* **Your task**:
Answer these questions using the organ transplant text.
1. How long a deadline does the National Academies blueprint set for improving the transplant system?
2. How many people in the US are on the national list still waiting for an organ?
3. What title does Dr. Richard Formica hold at Yale?

* **Exercise text**:
§
That blueprint, from the National Academies of Sciences, Engineering and Medicine, sets a five-year deadline for improving every part of the complex transplant system — including the groups that collect organs from deceased donors, transplant centres that decide which ones to use, and the government agencies that regulate both.

“Focusing on only one aspect is actually not going to achieve” that goal, Landers said. “There are so many other pieces that have to fall into place.”

In the US, more than 400,000 people are living with functioning transplanted organs, UNOS said Friday. For all the lives saved each year, more than 105,000 people are on the national list still waiting for a new kidney, liver, heart or other organ, and about 17 a day die waiting.

—OPOs are reluctant to retrieve less-than-perfect organs that they know nearby hospitals won’t accept. Some hospitals may always refuse kidneys from donors over 70 or diabetics, for example. But soon, transplant centres’ kidney acceptance rates will be tracked as a new quality measure.

To get ready, dozens of hospitals are using new computer filters to opt out of even receiving offers they don’t intend to accept. Skipping them could allow those offers to more quickly reach places like Yale University’s transplant centre — known for success with less-than-perfect kidneys — before the organs sit on ice too long to be usable.

“You can’t criticise OPOs for not recovering organs if you’re not beginning to hold transplant programmes accountable for the decisions they make,” said kidney specialist Dr. Richard Formica, Yale’s transplant medicine director. “We have to come up with ways to incentivise people to change their behaviors.
§
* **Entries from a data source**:

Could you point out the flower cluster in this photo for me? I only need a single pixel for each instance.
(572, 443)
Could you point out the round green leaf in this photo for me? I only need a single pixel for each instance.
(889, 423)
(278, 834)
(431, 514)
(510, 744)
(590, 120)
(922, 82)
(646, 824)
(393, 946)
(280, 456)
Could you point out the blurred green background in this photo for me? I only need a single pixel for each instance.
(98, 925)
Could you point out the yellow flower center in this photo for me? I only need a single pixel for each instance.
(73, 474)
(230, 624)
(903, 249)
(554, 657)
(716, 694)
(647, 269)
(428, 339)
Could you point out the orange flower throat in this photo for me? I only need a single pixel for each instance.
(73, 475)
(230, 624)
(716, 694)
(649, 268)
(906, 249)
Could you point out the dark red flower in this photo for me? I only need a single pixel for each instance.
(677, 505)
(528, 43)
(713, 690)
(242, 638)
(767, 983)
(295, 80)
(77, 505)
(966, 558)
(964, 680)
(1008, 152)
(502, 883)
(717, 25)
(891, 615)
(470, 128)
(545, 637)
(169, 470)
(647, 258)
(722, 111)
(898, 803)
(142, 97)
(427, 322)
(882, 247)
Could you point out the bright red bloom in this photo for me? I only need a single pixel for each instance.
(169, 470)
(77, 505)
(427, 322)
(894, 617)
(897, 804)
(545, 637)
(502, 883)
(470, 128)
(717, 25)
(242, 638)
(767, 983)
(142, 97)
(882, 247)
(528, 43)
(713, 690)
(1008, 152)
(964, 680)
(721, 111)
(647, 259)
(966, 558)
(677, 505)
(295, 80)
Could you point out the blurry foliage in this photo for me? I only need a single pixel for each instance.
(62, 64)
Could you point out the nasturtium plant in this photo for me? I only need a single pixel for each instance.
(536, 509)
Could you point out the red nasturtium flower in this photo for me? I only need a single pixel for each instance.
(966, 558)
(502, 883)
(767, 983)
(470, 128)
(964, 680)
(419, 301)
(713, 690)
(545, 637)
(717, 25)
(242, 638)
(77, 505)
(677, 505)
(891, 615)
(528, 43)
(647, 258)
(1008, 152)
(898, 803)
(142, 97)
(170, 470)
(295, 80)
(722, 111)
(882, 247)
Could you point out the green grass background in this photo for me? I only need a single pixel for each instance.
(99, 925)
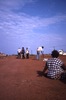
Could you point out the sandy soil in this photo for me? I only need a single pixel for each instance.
(19, 80)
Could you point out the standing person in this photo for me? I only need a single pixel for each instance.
(27, 53)
(22, 53)
(54, 66)
(38, 54)
(19, 52)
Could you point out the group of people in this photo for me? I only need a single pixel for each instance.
(22, 53)
(54, 67)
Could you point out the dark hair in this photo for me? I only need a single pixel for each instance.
(55, 53)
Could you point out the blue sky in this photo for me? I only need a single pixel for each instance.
(32, 23)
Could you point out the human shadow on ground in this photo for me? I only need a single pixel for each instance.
(41, 74)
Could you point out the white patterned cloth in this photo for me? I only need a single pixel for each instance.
(54, 67)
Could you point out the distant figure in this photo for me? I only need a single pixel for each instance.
(27, 53)
(19, 52)
(40, 51)
(38, 54)
(54, 67)
(22, 53)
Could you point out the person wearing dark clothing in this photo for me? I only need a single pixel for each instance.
(27, 53)
(54, 67)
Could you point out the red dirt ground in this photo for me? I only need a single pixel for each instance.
(19, 80)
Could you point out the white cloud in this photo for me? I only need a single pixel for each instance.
(13, 4)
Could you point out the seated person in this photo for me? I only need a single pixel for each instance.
(54, 66)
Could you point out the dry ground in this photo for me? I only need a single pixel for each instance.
§
* **Your solution**:
1. Five years.
2. More than 105,000.
3. Transplant medicine director.